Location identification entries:
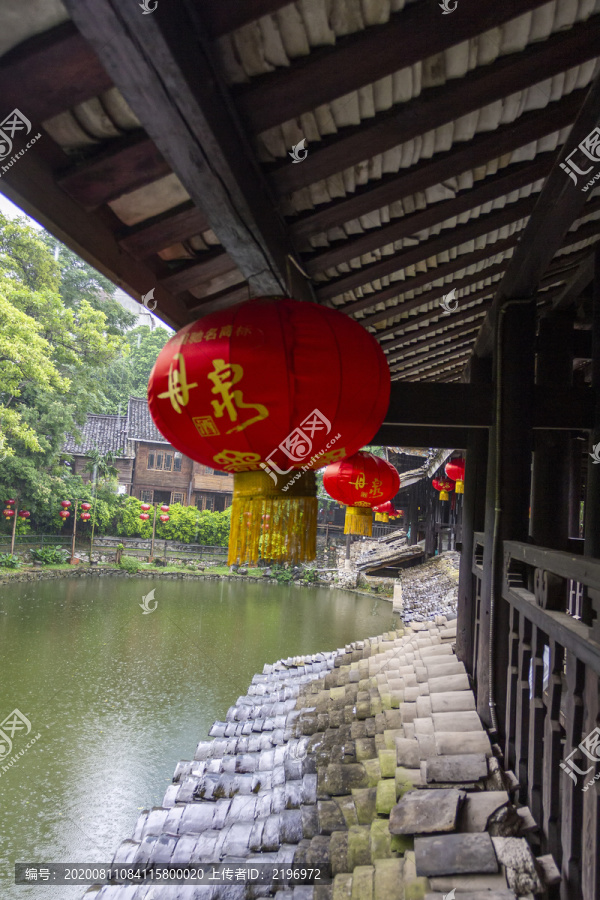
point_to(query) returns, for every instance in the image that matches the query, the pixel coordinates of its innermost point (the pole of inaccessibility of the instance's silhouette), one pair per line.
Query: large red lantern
(455, 469)
(269, 390)
(361, 482)
(385, 511)
(444, 486)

● TASK DIRECTIONS:
Rewrite the listing above as a two-column CSV whose header is input,output, with one row per entry. Put the entry's text in input and its answer in output, each as a single quoted field with line breaks replaced by spaces, and omit the pictures.

● SOLVED EXERCISE:
input,output
"point_to(query) returns, for every instance in the image that matches the query, the pixel coordinates of its innermost point (the pole of inaccessibility of the instance's silhouette), one pair per line. Query: large red lantern","(455, 469) (269, 390) (361, 482) (385, 511) (444, 486)"